(Data excerpted from a collection)
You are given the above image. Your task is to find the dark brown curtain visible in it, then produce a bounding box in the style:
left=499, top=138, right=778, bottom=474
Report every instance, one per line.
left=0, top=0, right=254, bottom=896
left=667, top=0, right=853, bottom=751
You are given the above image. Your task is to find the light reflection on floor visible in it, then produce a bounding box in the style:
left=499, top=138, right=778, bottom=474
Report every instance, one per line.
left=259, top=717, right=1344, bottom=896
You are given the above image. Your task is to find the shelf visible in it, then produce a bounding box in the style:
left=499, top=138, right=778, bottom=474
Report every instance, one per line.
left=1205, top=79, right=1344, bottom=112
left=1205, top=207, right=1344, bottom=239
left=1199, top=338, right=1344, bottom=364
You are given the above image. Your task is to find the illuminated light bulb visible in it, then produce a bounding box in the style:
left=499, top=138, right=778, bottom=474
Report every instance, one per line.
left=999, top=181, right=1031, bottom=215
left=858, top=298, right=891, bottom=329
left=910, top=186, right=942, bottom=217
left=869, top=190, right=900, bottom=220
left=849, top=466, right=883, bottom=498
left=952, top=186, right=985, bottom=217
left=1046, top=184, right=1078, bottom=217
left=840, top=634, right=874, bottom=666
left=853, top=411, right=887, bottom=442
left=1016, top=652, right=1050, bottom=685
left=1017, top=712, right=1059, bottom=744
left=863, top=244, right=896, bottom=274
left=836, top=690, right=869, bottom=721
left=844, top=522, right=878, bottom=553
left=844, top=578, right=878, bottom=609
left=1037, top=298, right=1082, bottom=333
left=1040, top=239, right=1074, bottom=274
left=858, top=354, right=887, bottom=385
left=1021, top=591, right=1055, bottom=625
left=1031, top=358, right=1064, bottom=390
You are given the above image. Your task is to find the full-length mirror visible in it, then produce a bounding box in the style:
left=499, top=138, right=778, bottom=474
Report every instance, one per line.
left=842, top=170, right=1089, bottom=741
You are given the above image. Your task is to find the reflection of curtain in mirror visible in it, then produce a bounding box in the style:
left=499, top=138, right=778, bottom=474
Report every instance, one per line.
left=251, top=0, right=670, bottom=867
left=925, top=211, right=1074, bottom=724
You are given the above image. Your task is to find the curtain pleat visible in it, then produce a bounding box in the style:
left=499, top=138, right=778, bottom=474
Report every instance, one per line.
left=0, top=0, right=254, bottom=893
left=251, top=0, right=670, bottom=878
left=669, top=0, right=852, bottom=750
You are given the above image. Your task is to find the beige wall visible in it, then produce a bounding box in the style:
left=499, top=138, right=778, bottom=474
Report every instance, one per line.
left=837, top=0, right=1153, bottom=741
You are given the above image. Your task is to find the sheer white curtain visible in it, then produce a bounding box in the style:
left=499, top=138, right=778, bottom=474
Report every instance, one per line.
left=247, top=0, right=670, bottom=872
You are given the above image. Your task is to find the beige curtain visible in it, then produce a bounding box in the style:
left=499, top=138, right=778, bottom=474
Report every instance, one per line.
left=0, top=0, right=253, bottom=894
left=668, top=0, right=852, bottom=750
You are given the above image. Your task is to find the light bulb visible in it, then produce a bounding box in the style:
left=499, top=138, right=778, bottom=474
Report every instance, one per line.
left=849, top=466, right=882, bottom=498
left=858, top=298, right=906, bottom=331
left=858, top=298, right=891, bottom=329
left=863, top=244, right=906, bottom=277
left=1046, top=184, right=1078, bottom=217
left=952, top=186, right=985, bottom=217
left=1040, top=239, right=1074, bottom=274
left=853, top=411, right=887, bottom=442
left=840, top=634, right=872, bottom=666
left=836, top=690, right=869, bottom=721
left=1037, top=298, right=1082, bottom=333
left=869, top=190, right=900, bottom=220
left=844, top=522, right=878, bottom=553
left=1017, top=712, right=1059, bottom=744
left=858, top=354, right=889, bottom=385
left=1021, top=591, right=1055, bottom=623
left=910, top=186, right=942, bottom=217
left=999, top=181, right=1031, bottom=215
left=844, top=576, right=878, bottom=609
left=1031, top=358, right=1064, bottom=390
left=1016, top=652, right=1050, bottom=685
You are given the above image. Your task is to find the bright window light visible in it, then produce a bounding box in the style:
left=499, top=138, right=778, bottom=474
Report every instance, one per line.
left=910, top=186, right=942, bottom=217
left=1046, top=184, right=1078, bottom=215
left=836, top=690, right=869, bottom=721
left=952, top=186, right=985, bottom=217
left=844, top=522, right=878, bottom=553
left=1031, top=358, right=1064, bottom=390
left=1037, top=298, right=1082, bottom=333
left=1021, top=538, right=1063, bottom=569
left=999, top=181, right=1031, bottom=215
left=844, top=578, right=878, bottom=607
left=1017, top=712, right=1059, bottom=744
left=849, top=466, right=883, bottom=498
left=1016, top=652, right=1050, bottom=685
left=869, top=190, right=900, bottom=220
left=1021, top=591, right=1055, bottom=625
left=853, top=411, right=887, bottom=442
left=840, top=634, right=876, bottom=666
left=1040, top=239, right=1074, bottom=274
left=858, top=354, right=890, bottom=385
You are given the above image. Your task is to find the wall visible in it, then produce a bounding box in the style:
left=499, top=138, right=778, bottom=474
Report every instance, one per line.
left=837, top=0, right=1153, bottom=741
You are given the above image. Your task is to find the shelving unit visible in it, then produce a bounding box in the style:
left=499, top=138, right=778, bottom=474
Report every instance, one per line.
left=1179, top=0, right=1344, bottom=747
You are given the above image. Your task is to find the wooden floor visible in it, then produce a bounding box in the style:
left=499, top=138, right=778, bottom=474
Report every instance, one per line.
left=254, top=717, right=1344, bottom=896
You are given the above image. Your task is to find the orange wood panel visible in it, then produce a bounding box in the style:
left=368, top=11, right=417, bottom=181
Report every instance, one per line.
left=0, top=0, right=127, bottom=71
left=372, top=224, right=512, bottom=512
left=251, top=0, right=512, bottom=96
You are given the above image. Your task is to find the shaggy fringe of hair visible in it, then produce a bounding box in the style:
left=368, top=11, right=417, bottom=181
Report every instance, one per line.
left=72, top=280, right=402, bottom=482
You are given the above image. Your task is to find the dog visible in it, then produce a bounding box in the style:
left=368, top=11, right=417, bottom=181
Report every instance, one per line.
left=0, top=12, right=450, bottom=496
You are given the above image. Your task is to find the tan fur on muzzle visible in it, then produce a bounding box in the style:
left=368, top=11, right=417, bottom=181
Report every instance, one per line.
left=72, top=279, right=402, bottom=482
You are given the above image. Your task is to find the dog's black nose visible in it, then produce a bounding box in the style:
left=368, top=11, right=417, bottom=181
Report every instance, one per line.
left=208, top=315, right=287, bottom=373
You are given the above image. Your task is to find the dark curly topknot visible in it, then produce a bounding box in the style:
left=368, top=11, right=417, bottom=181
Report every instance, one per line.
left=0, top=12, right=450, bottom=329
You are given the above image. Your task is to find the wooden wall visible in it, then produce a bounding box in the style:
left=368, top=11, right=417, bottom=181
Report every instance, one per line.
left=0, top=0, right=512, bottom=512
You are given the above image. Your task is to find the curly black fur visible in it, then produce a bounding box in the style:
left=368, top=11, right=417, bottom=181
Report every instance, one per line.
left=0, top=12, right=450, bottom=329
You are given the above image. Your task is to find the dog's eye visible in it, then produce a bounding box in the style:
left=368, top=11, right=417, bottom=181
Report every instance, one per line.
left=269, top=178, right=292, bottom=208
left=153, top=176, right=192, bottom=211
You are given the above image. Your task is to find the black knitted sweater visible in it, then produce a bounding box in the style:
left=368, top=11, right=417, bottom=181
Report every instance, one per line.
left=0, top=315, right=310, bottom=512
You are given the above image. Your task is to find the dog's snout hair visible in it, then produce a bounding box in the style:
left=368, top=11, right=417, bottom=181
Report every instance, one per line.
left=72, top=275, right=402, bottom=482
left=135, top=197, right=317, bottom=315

Task directions: Recast the data from the line with "the wooden floor" up to and including the line with "left=0, top=0, right=512, bottom=512" as a numbered list, skipping any blank lines.

Answer for the task:
1. You are given the above image. Your task is to find the wooden floor visible in it, then produce a bounding box in the style:
2. left=499, top=138, right=778, bottom=474
3. Report every instance, one per line.
4. left=254, top=717, right=1344, bottom=896
5. You are given the above image. Your task is to find the orange wood panel visible in it, then produce a bounding box in the style:
6. left=368, top=11, right=417, bottom=181
7. Report every instance, one per line.
8. left=0, top=0, right=127, bottom=71
9. left=372, top=224, right=512, bottom=512
10. left=251, top=0, right=512, bottom=96
11. You are given the above image. Your task is to find the shaggy fringe of hair visible in it, then produce a bounding box in the style:
12. left=368, top=11, right=417, bottom=181
13. Report every instance, one per line.
14. left=72, top=280, right=402, bottom=482
15. You are given the above image. Your task is to find the dog visible in it, then produce a bounding box in the style:
16. left=368, top=11, right=417, bottom=181
17. Report every instance, one per line.
18. left=0, top=12, right=450, bottom=496
19. You are given the above image. Your task is to find the tan fur on muzzle visible in it, then produce a bounding box in the style:
20. left=368, top=11, right=417, bottom=181
21. Report every instance, one per line.
22. left=72, top=279, right=402, bottom=482
23. You are given the above image. Your task is to find the dog's black nose visible in it, then produce a bounding box in the style:
24. left=368, top=11, right=417, bottom=181
25. Report every instance, one per line.
26. left=208, top=315, right=287, bottom=373
27. You are given the above image. Your task is to find the dark curly topknot visible in it, then produce a bounding box in the style:
28. left=368, top=11, right=417, bottom=181
29. Report every instance, one per line.
30. left=0, top=12, right=450, bottom=329
31. You are given the above image. Your task is to find the wooden wall visible in it, then produce a bounding box in the style:
32. left=368, top=11, right=417, bottom=181
33. Report every instance, one per line.
34. left=0, top=0, right=512, bottom=512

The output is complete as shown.